*Records for this exercise:*
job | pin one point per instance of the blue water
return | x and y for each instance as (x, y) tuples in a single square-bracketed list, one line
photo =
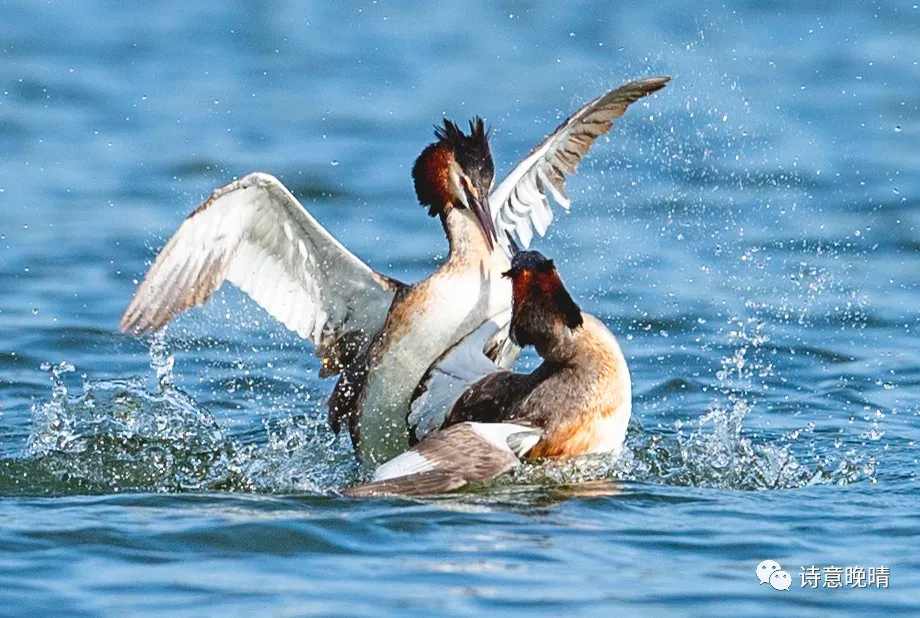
[(752, 234)]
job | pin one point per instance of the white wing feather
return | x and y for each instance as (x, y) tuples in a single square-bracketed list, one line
[(486, 350), (519, 203), (254, 233)]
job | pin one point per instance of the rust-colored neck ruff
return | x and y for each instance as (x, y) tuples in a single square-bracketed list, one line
[(432, 176)]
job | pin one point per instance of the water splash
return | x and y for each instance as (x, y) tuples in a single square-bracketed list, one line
[(117, 435)]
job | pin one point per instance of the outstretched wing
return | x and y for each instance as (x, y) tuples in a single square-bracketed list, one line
[(520, 201), (486, 350), (449, 459), (254, 233)]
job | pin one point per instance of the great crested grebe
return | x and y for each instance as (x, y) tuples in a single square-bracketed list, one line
[(381, 336), (577, 402)]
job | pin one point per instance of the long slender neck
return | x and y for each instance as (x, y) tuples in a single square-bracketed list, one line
[(467, 241)]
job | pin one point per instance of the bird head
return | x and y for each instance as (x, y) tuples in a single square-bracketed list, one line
[(457, 171)]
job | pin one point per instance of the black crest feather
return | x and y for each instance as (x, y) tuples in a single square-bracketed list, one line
[(471, 152)]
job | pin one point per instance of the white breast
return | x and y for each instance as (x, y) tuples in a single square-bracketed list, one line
[(454, 305)]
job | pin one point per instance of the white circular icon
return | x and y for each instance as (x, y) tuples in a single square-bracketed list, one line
[(767, 568), (780, 580)]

*Task objective:* All that should be written out is the stretch of lines above between the one holding "job | pin one point per instance of the outstretched" and the one holding "job | pin one point per instance of the bird", inclusive, exactly as given.

*Finished exercise:*
job | pin one point per instance of the outstretched wing
return | x and y for each instance as (x, y) tuples in a single square-bracketed list, one line
[(520, 201), (486, 350), (449, 459), (254, 233)]
job | pin one point per instance of the great crested grebe
return | x and y for each instance as (x, y) tuples in a single square-bracketed list, one line
[(381, 336), (577, 402)]
job | pin one point per instance of the long slender neck
return | x and y for each instance as (x, y) tuples in a single square-bracketed list, one line
[(467, 241)]
job | pin one point per instance of the bird head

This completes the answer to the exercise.